* What you need to do *
Word for word, repeat the lines of the records from the one containing "Could you point out the bush" through the last line, both included.

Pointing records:
▽

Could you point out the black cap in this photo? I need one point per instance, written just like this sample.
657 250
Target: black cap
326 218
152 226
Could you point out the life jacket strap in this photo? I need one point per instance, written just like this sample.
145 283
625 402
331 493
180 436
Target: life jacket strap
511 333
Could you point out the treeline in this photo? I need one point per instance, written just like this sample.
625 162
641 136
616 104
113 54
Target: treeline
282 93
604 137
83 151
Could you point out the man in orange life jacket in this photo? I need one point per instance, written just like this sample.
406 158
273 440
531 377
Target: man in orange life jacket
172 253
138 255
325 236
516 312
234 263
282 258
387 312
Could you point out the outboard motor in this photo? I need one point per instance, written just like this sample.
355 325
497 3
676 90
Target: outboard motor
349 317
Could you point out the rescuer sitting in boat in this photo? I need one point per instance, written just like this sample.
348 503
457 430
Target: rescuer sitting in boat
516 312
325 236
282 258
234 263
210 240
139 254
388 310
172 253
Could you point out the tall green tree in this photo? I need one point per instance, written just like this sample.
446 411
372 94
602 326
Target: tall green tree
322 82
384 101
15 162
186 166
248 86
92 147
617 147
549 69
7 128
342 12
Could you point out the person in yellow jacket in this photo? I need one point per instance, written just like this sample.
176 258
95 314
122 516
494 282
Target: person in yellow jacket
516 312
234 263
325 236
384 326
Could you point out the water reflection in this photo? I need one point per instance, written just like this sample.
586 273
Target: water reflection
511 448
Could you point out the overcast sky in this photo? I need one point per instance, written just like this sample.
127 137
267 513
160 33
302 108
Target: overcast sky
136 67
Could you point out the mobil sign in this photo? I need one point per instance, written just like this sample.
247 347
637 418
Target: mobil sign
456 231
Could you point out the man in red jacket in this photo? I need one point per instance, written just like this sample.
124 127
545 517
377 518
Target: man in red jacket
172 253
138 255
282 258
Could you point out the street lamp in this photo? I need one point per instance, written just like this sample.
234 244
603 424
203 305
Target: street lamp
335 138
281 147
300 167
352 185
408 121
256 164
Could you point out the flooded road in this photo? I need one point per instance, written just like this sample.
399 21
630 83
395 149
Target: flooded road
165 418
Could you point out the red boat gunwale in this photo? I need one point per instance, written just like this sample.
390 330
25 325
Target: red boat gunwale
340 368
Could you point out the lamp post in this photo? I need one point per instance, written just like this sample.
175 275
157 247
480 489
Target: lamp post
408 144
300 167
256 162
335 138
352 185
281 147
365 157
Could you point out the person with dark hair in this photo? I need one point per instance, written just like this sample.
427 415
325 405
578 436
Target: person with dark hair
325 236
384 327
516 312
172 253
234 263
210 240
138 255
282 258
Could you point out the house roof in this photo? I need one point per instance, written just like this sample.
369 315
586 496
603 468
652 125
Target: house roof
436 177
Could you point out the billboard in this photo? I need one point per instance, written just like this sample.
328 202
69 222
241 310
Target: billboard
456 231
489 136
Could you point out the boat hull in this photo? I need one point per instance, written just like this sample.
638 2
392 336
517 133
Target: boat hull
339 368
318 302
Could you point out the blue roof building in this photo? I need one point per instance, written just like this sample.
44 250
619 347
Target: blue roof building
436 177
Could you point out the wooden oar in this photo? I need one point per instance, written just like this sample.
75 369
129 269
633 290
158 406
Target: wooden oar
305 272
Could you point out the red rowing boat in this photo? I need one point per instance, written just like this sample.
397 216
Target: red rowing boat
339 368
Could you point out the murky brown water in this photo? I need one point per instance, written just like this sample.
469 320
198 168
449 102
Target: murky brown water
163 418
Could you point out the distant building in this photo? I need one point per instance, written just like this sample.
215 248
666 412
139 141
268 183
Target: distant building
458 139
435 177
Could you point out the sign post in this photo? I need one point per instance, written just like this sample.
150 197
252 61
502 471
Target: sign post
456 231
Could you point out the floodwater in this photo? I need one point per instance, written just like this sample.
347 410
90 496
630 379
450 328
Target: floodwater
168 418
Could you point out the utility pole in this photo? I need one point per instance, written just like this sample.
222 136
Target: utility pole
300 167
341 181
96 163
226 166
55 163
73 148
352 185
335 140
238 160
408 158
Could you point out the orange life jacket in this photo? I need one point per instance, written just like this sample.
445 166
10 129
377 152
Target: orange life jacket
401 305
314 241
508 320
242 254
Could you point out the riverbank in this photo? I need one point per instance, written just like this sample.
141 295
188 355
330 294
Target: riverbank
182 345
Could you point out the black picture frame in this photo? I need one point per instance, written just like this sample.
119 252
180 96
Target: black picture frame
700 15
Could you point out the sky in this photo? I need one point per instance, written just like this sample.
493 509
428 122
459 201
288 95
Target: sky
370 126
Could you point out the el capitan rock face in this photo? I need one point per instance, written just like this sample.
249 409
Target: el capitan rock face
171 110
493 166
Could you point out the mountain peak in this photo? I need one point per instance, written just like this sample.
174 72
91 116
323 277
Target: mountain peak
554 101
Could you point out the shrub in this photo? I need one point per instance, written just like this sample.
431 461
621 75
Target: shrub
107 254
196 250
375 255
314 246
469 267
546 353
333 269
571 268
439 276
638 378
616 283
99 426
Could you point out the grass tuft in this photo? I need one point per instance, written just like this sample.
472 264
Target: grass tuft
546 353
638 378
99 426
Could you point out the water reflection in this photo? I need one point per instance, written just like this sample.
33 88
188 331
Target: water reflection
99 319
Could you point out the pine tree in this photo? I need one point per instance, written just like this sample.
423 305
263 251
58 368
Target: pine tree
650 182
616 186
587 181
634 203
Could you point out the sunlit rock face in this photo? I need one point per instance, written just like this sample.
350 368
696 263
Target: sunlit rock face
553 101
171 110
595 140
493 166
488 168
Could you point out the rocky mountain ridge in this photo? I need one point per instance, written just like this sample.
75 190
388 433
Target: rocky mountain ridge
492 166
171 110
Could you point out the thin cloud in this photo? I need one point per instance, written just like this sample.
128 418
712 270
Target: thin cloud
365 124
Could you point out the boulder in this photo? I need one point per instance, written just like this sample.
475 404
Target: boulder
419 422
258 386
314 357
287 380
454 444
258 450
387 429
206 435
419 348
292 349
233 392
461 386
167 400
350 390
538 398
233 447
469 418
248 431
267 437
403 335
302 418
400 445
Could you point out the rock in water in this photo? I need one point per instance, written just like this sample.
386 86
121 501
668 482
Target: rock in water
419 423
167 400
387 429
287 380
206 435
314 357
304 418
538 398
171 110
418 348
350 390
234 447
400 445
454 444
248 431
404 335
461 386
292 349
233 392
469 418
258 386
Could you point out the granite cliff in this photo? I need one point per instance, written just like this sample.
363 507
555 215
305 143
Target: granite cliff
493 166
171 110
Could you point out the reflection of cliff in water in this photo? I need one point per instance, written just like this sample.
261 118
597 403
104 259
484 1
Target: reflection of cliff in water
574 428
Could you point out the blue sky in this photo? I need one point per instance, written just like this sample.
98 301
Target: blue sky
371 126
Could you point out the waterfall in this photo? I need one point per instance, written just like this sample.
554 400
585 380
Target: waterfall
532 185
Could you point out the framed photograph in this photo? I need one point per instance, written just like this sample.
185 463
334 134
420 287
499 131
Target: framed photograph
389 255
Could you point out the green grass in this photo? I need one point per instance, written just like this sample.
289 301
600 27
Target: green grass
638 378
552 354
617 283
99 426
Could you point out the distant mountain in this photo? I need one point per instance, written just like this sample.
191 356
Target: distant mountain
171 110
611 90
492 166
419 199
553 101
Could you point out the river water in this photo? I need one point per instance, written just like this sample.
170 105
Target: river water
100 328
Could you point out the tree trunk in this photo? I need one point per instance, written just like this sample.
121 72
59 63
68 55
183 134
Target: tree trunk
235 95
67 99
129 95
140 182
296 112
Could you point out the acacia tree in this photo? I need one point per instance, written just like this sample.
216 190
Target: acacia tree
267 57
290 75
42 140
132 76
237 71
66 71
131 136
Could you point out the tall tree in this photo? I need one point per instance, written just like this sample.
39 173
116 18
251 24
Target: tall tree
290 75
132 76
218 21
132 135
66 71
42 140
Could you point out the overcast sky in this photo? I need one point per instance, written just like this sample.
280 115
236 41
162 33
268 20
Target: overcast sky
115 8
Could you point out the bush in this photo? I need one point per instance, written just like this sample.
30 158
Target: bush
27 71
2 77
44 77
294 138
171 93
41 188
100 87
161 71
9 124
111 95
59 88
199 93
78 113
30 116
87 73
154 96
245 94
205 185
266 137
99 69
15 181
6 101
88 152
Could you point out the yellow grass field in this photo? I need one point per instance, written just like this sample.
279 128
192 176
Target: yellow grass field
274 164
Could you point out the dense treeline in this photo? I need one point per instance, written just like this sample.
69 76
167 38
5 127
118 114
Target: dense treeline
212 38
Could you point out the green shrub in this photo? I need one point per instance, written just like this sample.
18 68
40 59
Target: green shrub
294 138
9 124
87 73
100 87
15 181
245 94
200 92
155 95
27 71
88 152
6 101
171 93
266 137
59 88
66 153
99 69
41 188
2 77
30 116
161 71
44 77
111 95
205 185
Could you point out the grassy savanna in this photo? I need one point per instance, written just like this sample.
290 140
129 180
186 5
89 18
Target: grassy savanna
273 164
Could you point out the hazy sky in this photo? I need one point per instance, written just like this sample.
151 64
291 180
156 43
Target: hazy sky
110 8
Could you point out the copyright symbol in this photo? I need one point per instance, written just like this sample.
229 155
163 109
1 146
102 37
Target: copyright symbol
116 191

△

* Solution to the exercise *
Could you point out the bush in this photo? I need one point per instance, written just like this sample.
30 158
Target: bush
27 71
2 77
44 77
294 138
171 93
41 188
100 87
161 71
9 124
111 95
59 88
199 93
78 113
30 116
87 73
154 96
245 94
205 185
266 137
99 69
15 181
6 101
88 152
Could you point out the yellow grass field in this photo? I need one point per instance, written just like this sample.
279 128
192 176
Target: yellow grass field
274 164
Could you point out the dense treeline in this photo? I need one point per instance, written just like this sample.
69 76
167 38
5 127
118 114
Target: dense treeline
212 38
Could you point out the green shrub in this photo? I need one point per instance, written just like this sample.
18 68
40 59
Target: green shrub
294 138
9 124
87 73
100 87
15 181
245 94
200 92
155 95
27 71
88 152
6 101
171 93
266 137
59 88
66 153
99 69
41 188
2 77
30 116
161 71
44 77
111 95
205 185
Could you point out the grassy savanna in this photo? I need one point per instance, written just like this sample.
290 140
129 180
186 5
89 18
Target: grassy savanna
273 164
Could you point out the hazy sky in this photo? I need one point per instance, written just like this sample.
151 64
291 180
156 43
Target: hazy sky
110 8
Could you point out the copyright symbol in this photo? I need one point per instance, written just like this sample.
229 155
163 109
1 146
102 37
Target: copyright symbol
116 191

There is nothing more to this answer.